» **What needs to be done**
Every record that follows must be given again exactly.

___ Supplied material

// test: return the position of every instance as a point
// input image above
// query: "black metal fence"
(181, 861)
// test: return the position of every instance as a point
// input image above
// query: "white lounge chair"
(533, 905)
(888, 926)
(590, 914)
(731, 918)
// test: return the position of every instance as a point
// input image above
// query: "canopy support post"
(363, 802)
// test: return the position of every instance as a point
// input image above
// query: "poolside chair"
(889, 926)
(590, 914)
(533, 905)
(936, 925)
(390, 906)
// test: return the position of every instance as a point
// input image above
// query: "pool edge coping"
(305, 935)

______

» **Written response**
// test: return the position of every instance as a point
// input image above
// query: "black metal fence"
(181, 861)
// test: return the position of every instance as a point
// input image above
// query: "white lounge chair"
(533, 905)
(888, 926)
(590, 914)
(731, 918)
// test: return the position of every instance as a point
// input image above
// query: "canopy support post"
(363, 802)
// test: return the position of every instance as a point
// input image above
// query: "poolside chair"
(889, 926)
(590, 914)
(533, 905)
(936, 925)
(390, 906)
// test: return the position of every instance as a point
// input image above
// query: "pool edge coping"
(305, 935)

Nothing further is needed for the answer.